Data items:
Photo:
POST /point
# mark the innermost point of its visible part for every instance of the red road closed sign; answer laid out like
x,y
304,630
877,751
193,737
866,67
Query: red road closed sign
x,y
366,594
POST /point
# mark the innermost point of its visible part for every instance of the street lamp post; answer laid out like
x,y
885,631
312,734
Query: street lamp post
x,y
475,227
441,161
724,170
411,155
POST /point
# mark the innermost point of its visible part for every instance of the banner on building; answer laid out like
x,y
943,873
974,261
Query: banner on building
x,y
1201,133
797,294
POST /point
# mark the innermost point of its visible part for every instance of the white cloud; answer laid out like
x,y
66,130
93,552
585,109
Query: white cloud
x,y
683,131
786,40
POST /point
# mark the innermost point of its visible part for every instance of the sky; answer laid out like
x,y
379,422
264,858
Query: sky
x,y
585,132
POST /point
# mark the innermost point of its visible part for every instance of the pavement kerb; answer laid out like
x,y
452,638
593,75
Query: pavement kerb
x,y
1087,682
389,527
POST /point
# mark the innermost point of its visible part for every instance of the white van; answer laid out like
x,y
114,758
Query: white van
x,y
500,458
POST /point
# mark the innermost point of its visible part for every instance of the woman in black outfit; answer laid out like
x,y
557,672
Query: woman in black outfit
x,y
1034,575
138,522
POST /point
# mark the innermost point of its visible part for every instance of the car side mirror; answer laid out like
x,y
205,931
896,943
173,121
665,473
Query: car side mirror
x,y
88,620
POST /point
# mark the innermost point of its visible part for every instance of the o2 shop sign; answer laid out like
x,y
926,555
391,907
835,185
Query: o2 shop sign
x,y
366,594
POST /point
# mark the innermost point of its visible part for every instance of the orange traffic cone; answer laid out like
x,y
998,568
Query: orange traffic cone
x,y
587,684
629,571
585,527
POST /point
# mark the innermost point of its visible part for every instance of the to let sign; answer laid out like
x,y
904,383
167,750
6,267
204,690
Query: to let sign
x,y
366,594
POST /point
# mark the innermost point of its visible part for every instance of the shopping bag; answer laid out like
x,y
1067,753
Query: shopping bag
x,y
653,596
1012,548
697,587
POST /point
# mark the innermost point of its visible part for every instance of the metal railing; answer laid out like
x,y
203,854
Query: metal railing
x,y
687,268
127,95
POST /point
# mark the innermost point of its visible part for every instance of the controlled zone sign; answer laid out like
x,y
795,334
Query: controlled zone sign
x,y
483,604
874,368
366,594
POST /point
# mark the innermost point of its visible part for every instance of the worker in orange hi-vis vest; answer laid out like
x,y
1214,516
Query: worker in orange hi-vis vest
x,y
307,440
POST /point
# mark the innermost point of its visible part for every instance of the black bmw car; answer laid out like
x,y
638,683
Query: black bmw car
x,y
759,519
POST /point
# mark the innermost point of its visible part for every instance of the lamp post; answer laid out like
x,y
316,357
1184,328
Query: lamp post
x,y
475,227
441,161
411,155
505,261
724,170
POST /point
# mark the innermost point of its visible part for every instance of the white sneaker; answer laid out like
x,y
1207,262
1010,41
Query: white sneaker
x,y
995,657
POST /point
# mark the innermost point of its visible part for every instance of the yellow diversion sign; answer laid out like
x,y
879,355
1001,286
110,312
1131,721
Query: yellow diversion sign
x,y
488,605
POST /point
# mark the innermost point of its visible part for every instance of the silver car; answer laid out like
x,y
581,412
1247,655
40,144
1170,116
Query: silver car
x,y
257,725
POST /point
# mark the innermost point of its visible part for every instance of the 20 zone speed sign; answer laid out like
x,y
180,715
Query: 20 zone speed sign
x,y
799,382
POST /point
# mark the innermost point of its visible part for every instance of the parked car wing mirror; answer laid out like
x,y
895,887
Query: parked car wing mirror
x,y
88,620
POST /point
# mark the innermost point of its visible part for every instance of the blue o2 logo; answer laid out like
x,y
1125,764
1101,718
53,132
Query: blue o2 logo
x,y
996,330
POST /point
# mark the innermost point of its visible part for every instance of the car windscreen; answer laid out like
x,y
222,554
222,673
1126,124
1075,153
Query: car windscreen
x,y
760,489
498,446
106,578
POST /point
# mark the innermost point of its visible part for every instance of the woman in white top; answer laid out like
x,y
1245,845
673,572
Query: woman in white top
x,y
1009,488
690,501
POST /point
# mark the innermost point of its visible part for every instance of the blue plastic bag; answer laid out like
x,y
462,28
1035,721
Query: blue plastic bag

Aim of the exercise => Without leaving anything out, transcribe the records above exactly.

Response area =>
Photo:
POST /point
# mark the innermost point of its visible part for every instance of the red road closed sign; answer laid out like
x,y
304,630
877,751
193,737
866,67
Query: red road closed sign
x,y
366,594
POST /point
# mark the innermost point of its visible part for every instance of the street lamp post; answer laid out like
x,y
885,631
312,734
Query: street lamp post
x,y
475,227
441,161
724,170
411,155
POST /point
# mark the innermost point of its visible part for every instance of the banner on building; answer laid out like
x,y
943,873
974,261
Query: banner on building
x,y
1201,133
797,294
POST /point
# mark the innermost point of its visible part for every instance of the white cloud; answer laid out like
x,y
66,130
93,552
585,109
Query: white cloud
x,y
683,131
786,40
POST /point
# mark the innermost point of its visible part for every instance of the sky; answer laid out like
x,y
379,422
264,858
Query: sky
x,y
585,132
POST /point
# mark the innermost point of its visible part for every instance of the pavement kerb; answer laid out like
x,y
452,638
593,75
Query: pavement kerb
x,y
1087,682
389,527
POST /point
# mark the innermost point of its visible part for every instance of the white van; answer laid out like
x,y
114,758
Query: white van
x,y
500,458
POST /point
# mark the innermost point of its visible part for every instance of the woman in black outfit; answer laid out like
x,y
557,672
Query: woman in black outfit
x,y
1034,575
138,522
POST /point
# mark the innermost point of its visible part for every instance of the car side mirror; answer laid out like
x,y
205,931
896,943
173,121
665,473
Query: car side mirror
x,y
88,620
POST /point
# mark the innermost point of its visible part for every instance of the o2 shop sign; answer laid out like
x,y
926,555
391,907
835,185
Query: o2 shop sign
x,y
366,594
POST /point
# mark the innermost point of its visible part for every instance of the orange traffic cone; answer laid out like
x,y
998,568
Query: orange traffic cone
x,y
587,684
629,571
585,527
POST /point
# mark the innermost point of its visible part for every instance of the to let sign; answer laid out like
x,y
904,383
167,750
6,267
204,690
Query: to let sign
x,y
366,594
POST /point
# mark the innermost point of its visible part for every instance of the shopping bag; answer laid out like
x,y
1067,753
Query: shopping bag
x,y
653,596
1012,548
697,587
POST /point
# mark the innermost point of its visible part for every instance of the metal railing; answer laid out like
x,y
203,854
Query: metal railing
x,y
687,268
127,95
POST /point
# mark the innermost point of its visible part for every instance of the controlled zone sign; answer laid out like
x,y
795,334
Query: controlled zone sign
x,y
483,604
874,368
366,594
POST /point
# mark the innermost point of its visible part for every instance of the worker in orange hi-vis vest; answer laid out like
x,y
1214,516
Query: worker in orange hi-vis vest
x,y
307,440
POST /point
# mark the innermost point of its visible part for every instance of the black bmw car; answer laid out like
x,y
638,683
Query: black bmw car
x,y
759,519
POST /point
# mark the innermost point of its visible part for every instance of the lamp post; answer laid out like
x,y
316,357
1184,328
Query: lamp post
x,y
475,227
441,161
411,155
505,261
724,170
POST /point
# mark the innermost point of its visible part for every instance of the white sneaker; answer laid out like
x,y
1207,262
1010,41
Query: white sneaker
x,y
995,657
POST /point
# mark the innermost point of its visible part for every instance of the yellow diversion sign; answer laid out like
x,y
879,355
1001,286
110,312
1131,721
Query: yellow diversion sign
x,y
488,605
POST /point
# mark the innermost point of its visible part for every instance of the silver car; answer laid out like
x,y
581,412
1247,655
40,144
1170,116
Query: silver car
x,y
257,725
POST /point
# mark the innermost point of its visible part for every instance of the 20 zone speed sign; answer laid out like
x,y
180,715
Query: 20 zone speed sign
x,y
799,382
POST /point
# mark the innermost point of its visible part for every instance of the parked car wing mirror; answer laid out like
x,y
895,887
Query: parked car wing mirror
x,y
88,620
POST /point
# mark the innermost point of its visible part for every instance of the blue o2 logo; answer laid out like
x,y
1125,764
1101,718
53,132
Query: blue o2 logo
x,y
996,330
POST /point
# mark the innermost point of its visible part for every instance of the car windscreen; answer laid out like
x,y
222,554
222,673
1126,124
1075,153
Query: car windscreen
x,y
760,489
498,446
106,578
POST /point
# mark the innermost point of its visible part for every instance of the woman in white top; answer laid out like
x,y
1245,845
673,572
Query: woman in white top
x,y
1009,488
690,501
POST /point
# mark the innermost point of its visible part for every instance of the blue plastic bag; answer laid out like
x,y
462,28
1035,721
Query: blue plastic bag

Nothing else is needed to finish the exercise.